### Passage given
□ □ □ □ □
1. Field of the Invention
The present invention relates to a method for manufacturing an ink jet recording head, and an ink jet recording head manufactured by such method of manufacture. More particularly, the invention relates to a method for manufacturing an ink jet recording head capable of forming the head with inorganic material without depending on the use of organic resin material. The invention is also intended to materialize the provision of an ink jet recording head manufactured by such method of manufacture.
2. Related Background Art
Conventionally, the ink discharge mechanism of an ink jet recording head to which the ink jet recording method is applicable has in general comprised discharge ports for discharging ink; the liquid chamber which retains ink to be supplied to the discharge ports; the ink flow paths which are communicated with the discharge ports and the liquid chamber; each of energy generating elements arranged a part of each of the ink flow paths for generating energy to discharge ink; and an ink supply port through which ink is supplied from outside to the liquid chamber.
For the processing of the ink flow paths and ink discharge ports, among those described above, which require minute structures and high precision, it has been generally practiced in recent years to perform the patterning irradiation of high energy ultraviolet laser, such as excimer laser, onto the resin material for the formation of an intended structure, and then, to execute sublimate etching therefor by the application of the photo-chemical reaction for cutting covalent bond of carbon atom. Here, this method is called collectively an ablation processing method in a sense of being executable without the intervention of providing liquid phase.
Also, as another method, it has been proposed to form ink flow paths by use of the wet etching which acts upon a material of ultraviolet decay type. In this method, the photolithographic process is used for processing an IC chip having a pressure generating source thereon with two kinds of resin materials, that is, the one that decays by the irradiation of ultraviolet rays, and the other that does not absorb ultraviolet rays, and then, a pattern that corresponds to the configuration of ink flow paths is made by use of the material of ultraviolet decay type, while the other side thereof is provided with an overcoated layer for the formation of ink discharge ports. Then, after the ink discharge ports have been etched, the material of ultraviolet decay type, which is processed in the form of the ink flow paths by the irradiation of ultraviolet rays, is low molecularly quantified to be conditioned so that solvent can be eluted.
□ □ □ □ □
### Written task 1
Do the following statements agree with the passage on ink jet recording heads? (a) The invention seeks to form the head from inorganic material without relying on organic resin material. (b) The ablation processing method requires a liquid phase. (c) In the wet etching method, both resin materials decay under ultraviolet rays. For each, answer yes or no and quote the deciding words of the passage verbatim.
The passage and the rows that follow have no connection to each other.
□ □ □ □ □
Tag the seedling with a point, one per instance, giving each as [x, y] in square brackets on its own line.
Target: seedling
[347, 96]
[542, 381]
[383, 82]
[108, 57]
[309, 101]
□ □ □ □ □
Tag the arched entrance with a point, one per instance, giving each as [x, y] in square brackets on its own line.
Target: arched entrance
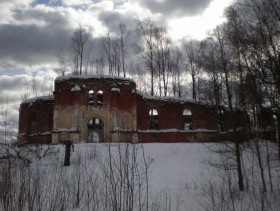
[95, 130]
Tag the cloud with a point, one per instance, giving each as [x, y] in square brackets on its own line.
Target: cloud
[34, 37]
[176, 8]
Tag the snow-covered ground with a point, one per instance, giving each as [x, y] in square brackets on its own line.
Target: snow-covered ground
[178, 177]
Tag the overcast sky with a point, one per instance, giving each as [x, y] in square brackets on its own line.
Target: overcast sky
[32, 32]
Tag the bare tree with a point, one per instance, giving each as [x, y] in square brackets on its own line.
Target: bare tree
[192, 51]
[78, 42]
□ □ □ □ □
### Written task 2
How many lines of the rows contain the string "covered"? Case counts, and the reply should be the number alone.

### Worked solution 1
(a) Yes: "capable of forming the head with inorganic material without depending on the use of organic resin material"
(b) No: "in a sense of being executable without the intervention of providing liquid phase"
(c) No: "the one that decays by the irradiation of ultraviolet rays, and the other that does not absorb ultraviolet rays"

### Worked solution 2
2